BEGIN RECORDS TO USE

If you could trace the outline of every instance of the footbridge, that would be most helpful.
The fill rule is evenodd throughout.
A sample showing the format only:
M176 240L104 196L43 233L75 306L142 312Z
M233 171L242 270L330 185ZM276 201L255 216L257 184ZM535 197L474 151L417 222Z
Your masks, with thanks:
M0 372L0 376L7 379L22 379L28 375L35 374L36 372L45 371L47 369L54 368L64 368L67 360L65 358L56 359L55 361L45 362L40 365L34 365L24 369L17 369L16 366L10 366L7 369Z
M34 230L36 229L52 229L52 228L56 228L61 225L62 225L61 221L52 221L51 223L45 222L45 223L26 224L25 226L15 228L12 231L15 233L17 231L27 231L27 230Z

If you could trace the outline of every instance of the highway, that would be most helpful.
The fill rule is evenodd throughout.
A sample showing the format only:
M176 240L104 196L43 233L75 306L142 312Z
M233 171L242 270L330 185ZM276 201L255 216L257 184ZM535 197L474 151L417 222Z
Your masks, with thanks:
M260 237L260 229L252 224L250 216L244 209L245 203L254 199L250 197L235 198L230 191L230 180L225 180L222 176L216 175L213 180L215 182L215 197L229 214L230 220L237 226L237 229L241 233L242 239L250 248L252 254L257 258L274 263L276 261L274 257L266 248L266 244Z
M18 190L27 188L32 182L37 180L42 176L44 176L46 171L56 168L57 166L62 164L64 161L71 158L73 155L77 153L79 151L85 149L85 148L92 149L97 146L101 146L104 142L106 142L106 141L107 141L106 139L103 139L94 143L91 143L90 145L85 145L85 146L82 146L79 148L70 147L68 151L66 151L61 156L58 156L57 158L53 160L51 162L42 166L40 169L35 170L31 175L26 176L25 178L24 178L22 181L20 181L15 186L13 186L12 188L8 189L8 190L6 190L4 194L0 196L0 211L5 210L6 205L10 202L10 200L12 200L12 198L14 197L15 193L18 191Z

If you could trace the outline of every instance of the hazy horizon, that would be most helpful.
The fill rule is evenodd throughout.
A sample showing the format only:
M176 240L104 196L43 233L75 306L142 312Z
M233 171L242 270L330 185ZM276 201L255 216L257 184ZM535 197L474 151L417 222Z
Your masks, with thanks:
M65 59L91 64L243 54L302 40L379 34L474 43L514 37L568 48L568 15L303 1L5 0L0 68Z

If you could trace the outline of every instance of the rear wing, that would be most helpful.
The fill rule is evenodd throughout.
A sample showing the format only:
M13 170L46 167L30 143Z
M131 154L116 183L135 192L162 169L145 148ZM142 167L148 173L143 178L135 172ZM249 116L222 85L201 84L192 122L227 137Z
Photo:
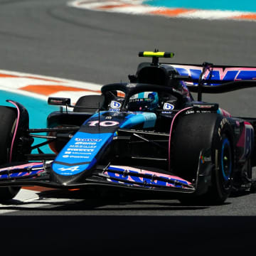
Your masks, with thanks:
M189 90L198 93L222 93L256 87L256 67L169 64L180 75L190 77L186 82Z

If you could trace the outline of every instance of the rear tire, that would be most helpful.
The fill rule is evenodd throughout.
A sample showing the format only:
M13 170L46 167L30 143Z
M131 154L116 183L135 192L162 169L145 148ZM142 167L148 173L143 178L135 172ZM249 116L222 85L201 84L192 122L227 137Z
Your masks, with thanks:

END RECORDS TO USE

• TASK STATEMENT: Print the whole listing above once more, word for word, without its pictures.

• TASK ANSWER:
If you could trace the outline of every instance of the footbridge, that would be most helpful.
The fill rule is evenodd throughout.
A sample showing the format only:
M176 240L104 196L43 233L75 306L142 312Z
M233 171L242 270L330 185ZM276 201L255 216L257 184ZM535 197L474 151L417 222Z
Your masks, with thanks:
M0 372L0 376L7 379L22 379L28 375L35 374L36 372L45 371L47 369L54 368L64 368L67 360L65 358L56 359L55 361L45 362L40 365L34 365L24 369L17 369L16 366L10 366L7 369Z
M34 230L36 229L52 229L52 228L56 228L61 225L62 225L61 221L52 221L51 223L45 222L45 223L26 224L25 226L15 228L12 231L15 233L17 231L27 231L27 230Z

If you could trace the outline of every instance of the highway, that would be most helpful.
The fill rule is evenodd throughout.
A sample showing the format only:
M176 240L104 196L43 233L75 306L142 312Z
M233 171L242 270L330 185ZM276 201L255 216L257 184ZM535 197L474 151L417 222Z
Your masks, with thanks:
M260 237L260 229L252 224L250 216L244 209L245 203L254 199L250 197L235 198L230 191L230 180L225 180L222 176L216 175L213 180L215 182L215 197L229 214L230 220L237 226L237 229L241 233L242 239L250 248L252 254L257 258L274 263L276 261L274 257L266 248L266 244Z
M18 190L27 188L32 182L37 180L42 176L44 176L46 171L56 168L57 166L62 164L64 161L71 158L73 155L77 153L79 151L85 149L85 148L92 149L97 146L101 146L104 142L106 142L106 141L107 141L106 139L103 139L94 143L91 143L90 145L85 145L85 146L82 146L79 148L70 147L68 151L66 151L61 156L58 156L57 158L53 160L51 162L42 166L40 169L35 170L31 175L26 176L25 178L24 178L22 181L20 181L15 186L13 186L12 188L8 189L8 190L6 190L4 194L0 196L0 211L5 210L6 205L10 202L10 200L12 200L12 198L14 197L15 193L18 191Z

If you could trace the outline of every instance of the hazy horizon, that would be most helpful.
The fill rule is evenodd throughout.
A sample showing the format only:
M176 240L104 196L43 233L75 306L142 312Z
M233 171L242 270L330 185ZM276 201L255 216L257 184ZM535 197L474 151L417 222Z
Your masks, with thanks:
M65 59L91 64L243 54L302 40L379 34L474 43L514 37L568 48L568 15L303 1L5 0L0 68Z

If you could trace the outline of every instance of the rear wing, that would be most helpful.
The fill rule is evenodd throughout.
A sample showing the format only:
M13 170L46 167L30 143Z
M131 154L116 183L135 192L162 169L145 148ZM142 167L148 173L143 178L135 172ZM249 116L222 85L201 84L192 122L227 137Z
Photo:
Your masks, with thanks:
M189 90L198 93L222 93L256 87L256 67L169 64L180 75L190 77L186 82Z

If you could trace the outline of every instance of the rear tire, that would be most helpful.
The fill rule is evenodd throughout.
A sample showing the format only:
M13 170L46 167L30 143Z
M131 154L116 183L135 192L162 169L145 148ZM142 167L148 173L143 178L135 172ZM249 116L222 85L201 84L192 122L227 137Z
Your masks, with thanks:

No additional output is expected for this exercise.